▶ _WRITTEN PROBLEM_: Pick out every line of the listing below that contains the word "girl" and copy each one in full. The match is case-sensitive.

▶ _TASK DATA_:

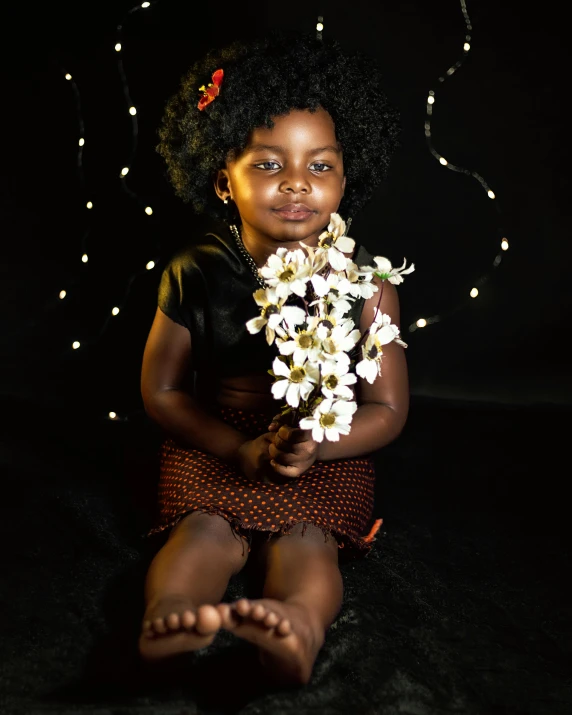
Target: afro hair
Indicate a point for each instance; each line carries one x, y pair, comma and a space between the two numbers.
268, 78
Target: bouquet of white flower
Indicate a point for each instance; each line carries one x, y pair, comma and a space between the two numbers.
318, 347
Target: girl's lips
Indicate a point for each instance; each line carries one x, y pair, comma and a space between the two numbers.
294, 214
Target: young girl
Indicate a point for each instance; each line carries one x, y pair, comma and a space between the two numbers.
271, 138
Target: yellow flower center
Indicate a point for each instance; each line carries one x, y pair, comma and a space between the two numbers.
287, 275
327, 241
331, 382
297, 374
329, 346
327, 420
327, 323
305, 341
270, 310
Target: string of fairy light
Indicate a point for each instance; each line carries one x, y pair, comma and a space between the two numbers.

...

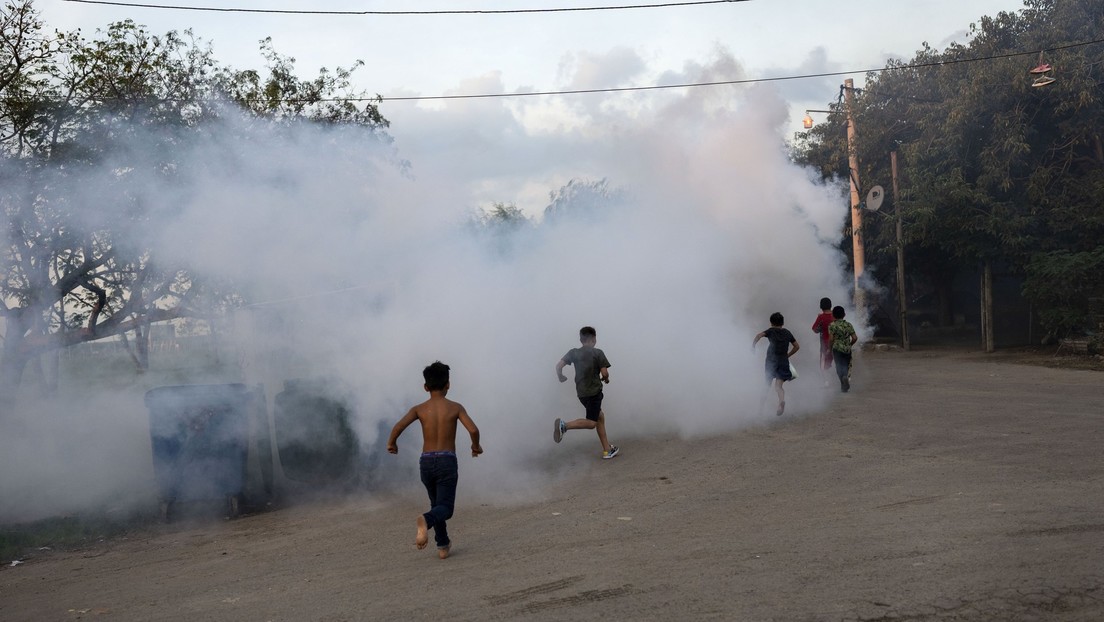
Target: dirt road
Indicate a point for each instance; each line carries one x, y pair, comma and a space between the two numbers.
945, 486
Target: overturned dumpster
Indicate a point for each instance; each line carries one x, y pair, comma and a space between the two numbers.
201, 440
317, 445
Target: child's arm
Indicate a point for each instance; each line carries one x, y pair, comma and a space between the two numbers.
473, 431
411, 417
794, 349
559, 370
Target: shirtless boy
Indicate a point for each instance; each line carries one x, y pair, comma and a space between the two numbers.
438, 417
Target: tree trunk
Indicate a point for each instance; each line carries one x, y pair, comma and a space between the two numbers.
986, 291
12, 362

--

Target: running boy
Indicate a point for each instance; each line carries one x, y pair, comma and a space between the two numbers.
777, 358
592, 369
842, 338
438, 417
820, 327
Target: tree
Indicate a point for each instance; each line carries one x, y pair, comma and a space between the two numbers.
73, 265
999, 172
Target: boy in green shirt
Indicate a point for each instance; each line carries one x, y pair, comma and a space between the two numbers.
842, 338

▶ _SOLVED PROBLEM_:
Target: girl's lips
Target: young girl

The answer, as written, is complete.